**EXTRAIT DU DOCUMENT:**
╔══

Dimanche 3 juillet 2016 :

Petit déjeuner à 6h. Lever du soleil incroyable pour notre départ en jeep du jour. L’étape du jour est prévue à midi et nous avons de la route. Le paysage est très différent du salar, on commence à découvrir le sud lipez. On s’arrête à San Juan de rosario au musée Kawsay Wasy (15 bolivars) où l’on découvre une exposition d’objets et d’ustensiles ayant appartenus aux civilisations passées. Les explications historiques et chronologiques sont très détaillées et des liens avec la civilisation égyptienne sont effectués, notamment leurs rapports au soleil et leur pratiques communes sur la déformation volontaire des cranes.  Un petit chemin nous mène ensuite vers un cimetière datant du XIIe siècle avec la présence de certains cranes dans des cavités. Notre chauffeur Johnny continue de chiquer la coca de bon matin, l’odeur remonte dans toute la voiture à chaque fois qu’il modifie son positionnement.

Les paysages montagneux confirment notre entrée dans l’Altiplano, plaine d’altitude, située au cœur de la cordillère des Andes. C’est la plus haute région habitée au monde après le plateau du Tibet qui s’étend sur près de 1 500 kilomètres de long entre l’Argentine, la Bolivie, le Pérou et le Chili. Départ à 11h30 pour l’étape du jour. On est à 4 200 m d’altitude et le terrain est très différent des jours précédents : sol non stable sablonneux et rocailleux. On commence à alterner marche et course à partir du km 5, l’effet de l’altitude se fait ressentir. Les paysages sont variés et on a hâte de changer de vallée pour découvrir la suivante qui sera certainement très  différente et encore plus belle. L’étape du jour est vallonnée et le vent est au rendez-vous. Après quelques flocons de neige, nous arrivons au bout de 14,7 km couru en 1h51m devant un hôtel placé au bord d’un lac bordé de flamants roses. IMG_3454

Pour 20 bolivars les 15 min, je me connecte au wifi pour donner quelques signes de vies à la famille et amis après 5 jours de détox numérique. Nous reprenons la route vers 14h30, il reste encore du chemin. Nous traversons plusieurs lagunes et la poussière dégagée par les 4 jeeps me fait penser à une étape d’un rallye.

╚══

**LISTE DES DONNÉES:**
╔══

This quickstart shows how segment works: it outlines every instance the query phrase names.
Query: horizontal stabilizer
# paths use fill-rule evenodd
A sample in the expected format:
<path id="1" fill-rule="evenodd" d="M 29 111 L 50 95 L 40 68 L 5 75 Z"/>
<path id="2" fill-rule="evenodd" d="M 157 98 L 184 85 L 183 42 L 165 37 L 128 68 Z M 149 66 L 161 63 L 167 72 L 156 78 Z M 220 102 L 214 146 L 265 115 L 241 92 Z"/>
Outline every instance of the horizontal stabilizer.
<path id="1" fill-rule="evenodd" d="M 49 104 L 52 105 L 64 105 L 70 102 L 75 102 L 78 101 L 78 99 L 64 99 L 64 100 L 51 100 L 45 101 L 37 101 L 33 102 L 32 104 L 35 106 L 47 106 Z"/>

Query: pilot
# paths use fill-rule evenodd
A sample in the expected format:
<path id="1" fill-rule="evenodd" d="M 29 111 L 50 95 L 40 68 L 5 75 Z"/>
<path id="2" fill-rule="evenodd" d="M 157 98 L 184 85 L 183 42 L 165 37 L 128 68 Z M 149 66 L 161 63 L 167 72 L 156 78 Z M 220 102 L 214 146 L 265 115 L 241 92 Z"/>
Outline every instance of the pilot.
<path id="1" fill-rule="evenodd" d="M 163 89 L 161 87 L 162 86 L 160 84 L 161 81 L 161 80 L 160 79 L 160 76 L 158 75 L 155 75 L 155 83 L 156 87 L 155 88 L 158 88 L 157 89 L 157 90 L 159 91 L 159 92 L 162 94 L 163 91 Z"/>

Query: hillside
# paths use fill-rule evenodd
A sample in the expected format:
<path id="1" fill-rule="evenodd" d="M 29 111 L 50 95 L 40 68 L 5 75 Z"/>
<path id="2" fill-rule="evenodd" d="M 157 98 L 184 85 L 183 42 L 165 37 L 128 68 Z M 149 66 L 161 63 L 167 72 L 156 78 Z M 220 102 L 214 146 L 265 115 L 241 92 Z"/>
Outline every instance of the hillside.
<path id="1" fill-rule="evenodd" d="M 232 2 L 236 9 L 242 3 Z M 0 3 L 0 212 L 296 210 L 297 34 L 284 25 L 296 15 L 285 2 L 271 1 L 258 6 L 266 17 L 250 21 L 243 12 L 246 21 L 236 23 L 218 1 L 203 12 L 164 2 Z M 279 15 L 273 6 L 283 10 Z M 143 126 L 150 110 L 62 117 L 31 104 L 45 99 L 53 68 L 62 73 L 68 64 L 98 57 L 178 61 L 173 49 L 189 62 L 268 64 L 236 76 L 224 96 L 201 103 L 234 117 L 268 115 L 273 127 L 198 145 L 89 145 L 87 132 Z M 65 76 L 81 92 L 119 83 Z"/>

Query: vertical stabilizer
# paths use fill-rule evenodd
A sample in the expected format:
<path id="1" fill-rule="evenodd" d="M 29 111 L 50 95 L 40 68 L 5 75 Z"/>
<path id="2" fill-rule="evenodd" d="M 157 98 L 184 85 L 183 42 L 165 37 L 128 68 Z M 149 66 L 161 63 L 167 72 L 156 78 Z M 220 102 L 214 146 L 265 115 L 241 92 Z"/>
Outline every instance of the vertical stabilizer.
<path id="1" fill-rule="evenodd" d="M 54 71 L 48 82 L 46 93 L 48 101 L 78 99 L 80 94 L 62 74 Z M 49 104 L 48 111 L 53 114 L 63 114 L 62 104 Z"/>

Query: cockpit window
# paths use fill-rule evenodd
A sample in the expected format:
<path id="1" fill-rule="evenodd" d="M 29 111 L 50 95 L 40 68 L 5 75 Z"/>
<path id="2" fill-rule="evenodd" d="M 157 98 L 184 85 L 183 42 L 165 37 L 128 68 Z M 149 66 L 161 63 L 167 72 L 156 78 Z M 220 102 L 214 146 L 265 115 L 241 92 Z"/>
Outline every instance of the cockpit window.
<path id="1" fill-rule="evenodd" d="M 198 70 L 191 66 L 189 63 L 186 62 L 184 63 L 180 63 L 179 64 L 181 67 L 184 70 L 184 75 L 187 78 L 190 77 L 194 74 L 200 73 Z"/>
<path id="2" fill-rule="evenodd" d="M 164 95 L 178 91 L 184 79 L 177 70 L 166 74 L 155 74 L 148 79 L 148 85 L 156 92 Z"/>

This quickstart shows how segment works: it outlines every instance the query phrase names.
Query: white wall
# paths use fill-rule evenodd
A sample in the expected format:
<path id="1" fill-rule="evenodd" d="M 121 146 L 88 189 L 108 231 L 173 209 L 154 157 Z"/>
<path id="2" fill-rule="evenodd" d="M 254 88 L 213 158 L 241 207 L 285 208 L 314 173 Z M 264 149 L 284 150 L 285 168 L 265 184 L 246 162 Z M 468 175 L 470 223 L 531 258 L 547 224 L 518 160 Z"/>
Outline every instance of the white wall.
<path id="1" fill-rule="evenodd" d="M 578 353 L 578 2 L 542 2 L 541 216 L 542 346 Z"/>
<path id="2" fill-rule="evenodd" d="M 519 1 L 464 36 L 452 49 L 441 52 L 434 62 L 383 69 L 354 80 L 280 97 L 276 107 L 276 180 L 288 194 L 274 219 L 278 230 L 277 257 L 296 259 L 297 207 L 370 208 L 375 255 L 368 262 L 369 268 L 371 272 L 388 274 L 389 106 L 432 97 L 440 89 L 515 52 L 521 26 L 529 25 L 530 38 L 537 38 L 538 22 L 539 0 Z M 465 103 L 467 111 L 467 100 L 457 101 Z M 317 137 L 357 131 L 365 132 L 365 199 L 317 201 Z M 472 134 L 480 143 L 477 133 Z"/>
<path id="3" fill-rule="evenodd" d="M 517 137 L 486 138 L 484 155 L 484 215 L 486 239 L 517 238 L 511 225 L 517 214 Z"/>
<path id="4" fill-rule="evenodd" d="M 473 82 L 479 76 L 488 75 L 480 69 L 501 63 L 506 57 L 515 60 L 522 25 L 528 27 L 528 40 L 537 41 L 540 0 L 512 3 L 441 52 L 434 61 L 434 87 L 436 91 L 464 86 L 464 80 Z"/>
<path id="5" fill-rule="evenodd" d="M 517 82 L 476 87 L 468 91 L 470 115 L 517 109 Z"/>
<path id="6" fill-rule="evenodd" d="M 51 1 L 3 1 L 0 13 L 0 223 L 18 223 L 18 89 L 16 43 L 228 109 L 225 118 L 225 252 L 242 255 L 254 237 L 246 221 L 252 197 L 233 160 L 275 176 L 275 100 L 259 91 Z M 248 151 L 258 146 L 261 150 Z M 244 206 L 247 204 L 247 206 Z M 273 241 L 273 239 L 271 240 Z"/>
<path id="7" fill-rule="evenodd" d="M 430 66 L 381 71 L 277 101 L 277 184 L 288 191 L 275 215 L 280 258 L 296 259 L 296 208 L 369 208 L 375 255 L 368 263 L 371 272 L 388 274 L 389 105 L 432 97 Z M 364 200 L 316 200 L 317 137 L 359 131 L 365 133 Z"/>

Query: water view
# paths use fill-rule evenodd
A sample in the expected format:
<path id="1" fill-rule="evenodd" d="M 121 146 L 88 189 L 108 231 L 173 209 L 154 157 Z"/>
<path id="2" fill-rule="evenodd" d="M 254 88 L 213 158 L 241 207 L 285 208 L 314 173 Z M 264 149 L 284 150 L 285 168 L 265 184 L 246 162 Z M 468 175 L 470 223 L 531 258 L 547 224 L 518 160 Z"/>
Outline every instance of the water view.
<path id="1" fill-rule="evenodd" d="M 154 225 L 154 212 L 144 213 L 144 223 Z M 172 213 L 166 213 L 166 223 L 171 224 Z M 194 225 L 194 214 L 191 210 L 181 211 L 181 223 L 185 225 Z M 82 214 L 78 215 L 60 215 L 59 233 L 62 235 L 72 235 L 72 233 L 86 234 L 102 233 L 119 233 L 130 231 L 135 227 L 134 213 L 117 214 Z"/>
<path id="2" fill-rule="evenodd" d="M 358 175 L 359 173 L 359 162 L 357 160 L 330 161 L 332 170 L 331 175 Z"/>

╚══

**OBJECTIF:** Relevez chaque heure de la journée mentionnée dans l'extrait du document, en indiquant à quoi elle correspond.

**CORRIGÉ:**
- 6h : petit déjeuner
- midi : heure prévue pour l'étape du jour
- 11h30 : départ pour l'étape du jour
- vers 14h30 : reprise de la route